### RAW DATA
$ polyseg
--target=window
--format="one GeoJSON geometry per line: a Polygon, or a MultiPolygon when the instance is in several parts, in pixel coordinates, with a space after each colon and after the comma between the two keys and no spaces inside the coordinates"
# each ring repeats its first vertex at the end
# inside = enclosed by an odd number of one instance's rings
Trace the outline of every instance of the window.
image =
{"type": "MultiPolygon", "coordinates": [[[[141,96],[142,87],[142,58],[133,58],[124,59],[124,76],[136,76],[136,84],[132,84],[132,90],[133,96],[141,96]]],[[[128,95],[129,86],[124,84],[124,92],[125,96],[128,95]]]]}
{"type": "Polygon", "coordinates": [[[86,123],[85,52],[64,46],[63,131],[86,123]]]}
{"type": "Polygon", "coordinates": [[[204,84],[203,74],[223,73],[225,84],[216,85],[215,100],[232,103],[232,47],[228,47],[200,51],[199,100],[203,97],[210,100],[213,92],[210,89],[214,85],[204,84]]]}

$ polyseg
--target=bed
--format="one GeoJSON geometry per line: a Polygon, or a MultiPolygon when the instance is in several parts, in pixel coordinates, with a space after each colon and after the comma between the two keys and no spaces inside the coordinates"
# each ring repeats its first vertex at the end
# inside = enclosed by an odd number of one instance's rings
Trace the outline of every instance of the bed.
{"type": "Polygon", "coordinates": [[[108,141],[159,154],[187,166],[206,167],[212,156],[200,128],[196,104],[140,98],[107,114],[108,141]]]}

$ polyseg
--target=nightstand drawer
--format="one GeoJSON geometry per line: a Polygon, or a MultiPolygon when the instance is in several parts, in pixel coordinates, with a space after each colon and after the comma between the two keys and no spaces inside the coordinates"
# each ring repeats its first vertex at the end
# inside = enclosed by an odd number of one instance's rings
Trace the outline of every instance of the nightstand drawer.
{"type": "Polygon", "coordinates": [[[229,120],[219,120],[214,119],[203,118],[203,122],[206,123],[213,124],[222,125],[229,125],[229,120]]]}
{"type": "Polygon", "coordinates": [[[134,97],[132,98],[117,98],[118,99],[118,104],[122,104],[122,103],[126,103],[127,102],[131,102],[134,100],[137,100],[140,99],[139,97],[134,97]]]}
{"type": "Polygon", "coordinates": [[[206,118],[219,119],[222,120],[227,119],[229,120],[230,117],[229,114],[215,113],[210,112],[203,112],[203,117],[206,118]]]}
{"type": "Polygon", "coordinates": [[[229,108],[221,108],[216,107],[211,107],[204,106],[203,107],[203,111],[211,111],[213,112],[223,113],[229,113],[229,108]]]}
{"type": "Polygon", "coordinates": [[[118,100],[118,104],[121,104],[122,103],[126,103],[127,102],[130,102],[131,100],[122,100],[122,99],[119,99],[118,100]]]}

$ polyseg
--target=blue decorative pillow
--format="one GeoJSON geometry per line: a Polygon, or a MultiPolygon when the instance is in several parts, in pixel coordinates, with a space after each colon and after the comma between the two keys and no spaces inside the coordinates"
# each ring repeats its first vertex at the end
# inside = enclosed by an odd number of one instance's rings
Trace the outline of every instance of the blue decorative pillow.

### SET EXERCISE
Your task is to quote the listing above word for word.

### TASK ANSWER
$ polyseg
--target=window
--format="one GeoJSON geometry per line: a Polygon, or a MultiPolygon when the instance is in several parts, in pixel coordinates, with a space after each colon and after the comma between the two keys and no spaces inside the coordinates"
# each ring repeats its first vertex at the end
# inside = enclosed by an odd number of one instance's rings
Trace the outline of every instance of the window.
image =
{"type": "MultiPolygon", "coordinates": [[[[141,96],[142,87],[142,58],[133,58],[124,59],[124,76],[136,76],[136,84],[132,84],[132,90],[133,96],[141,96]]],[[[128,95],[129,86],[124,84],[124,92],[125,96],[128,95]]]]}
{"type": "Polygon", "coordinates": [[[86,123],[85,52],[64,46],[63,131],[86,123]]]}
{"type": "Polygon", "coordinates": [[[204,84],[203,74],[223,73],[225,84],[216,85],[215,100],[232,103],[232,47],[228,47],[200,51],[199,100],[203,97],[210,100],[213,92],[210,89],[214,85],[204,84]]]}

$ polyseg
--target=bed
--format="one GeoJSON geometry per line: a Polygon, or a MultiPolygon when the instance is in several parts, in pixel coordinates, with a space after each colon and after the comma between the two keys and no spaces inside the coordinates"
# each ring repeats its first vertex at the end
# inside = enclosed by an odd number of one instance's rings
Trace the outline of every instance of the bed.
{"type": "Polygon", "coordinates": [[[108,141],[159,154],[187,166],[206,167],[212,156],[200,128],[196,104],[140,98],[107,114],[108,141]]]}

$ polyseg
--target=nightstand drawer
--format="one GeoJSON geometry per line: a Polygon, or a MultiPolygon when the instance is in several parts, in pixel coordinates, with a space after each colon and after the comma between the two keys and no spaces inside the coordinates"
# each ring repeats its first vertex at the end
# inside = enclosed by an odd number of one instance's rings
Trace the outline of every instance of the nightstand drawer.
{"type": "Polygon", "coordinates": [[[229,120],[219,120],[214,119],[203,118],[203,122],[206,123],[213,124],[222,125],[229,125],[229,120]]]}
{"type": "Polygon", "coordinates": [[[134,97],[132,98],[117,98],[118,99],[118,104],[122,104],[122,103],[126,103],[127,102],[131,102],[134,100],[137,100],[140,99],[139,97],[134,97]]]}
{"type": "Polygon", "coordinates": [[[206,118],[219,119],[222,120],[227,119],[229,120],[230,117],[229,114],[215,113],[210,112],[203,112],[203,117],[206,118]]]}
{"type": "Polygon", "coordinates": [[[229,108],[221,108],[216,107],[211,107],[204,106],[203,107],[203,111],[211,111],[213,112],[223,113],[229,113],[229,108]]]}
{"type": "Polygon", "coordinates": [[[118,100],[118,104],[121,104],[122,103],[126,103],[127,102],[130,102],[131,100],[122,100],[122,99],[119,99],[118,100]]]}

$ polyseg
--target=blue decorative pillow
--format="one GeoJSON geometry per line: a Polygon, or a MultiPolygon when the instance is in several parts, in pixel coordinates, with a space after each colon and after the comma between the two keys and no spaces inside the coordinates"
# each ring repeats its first vertex at the end
# inside = enclosed by an odd number of one instance's rings
Trace the outline of every instance of the blue decorative pillow.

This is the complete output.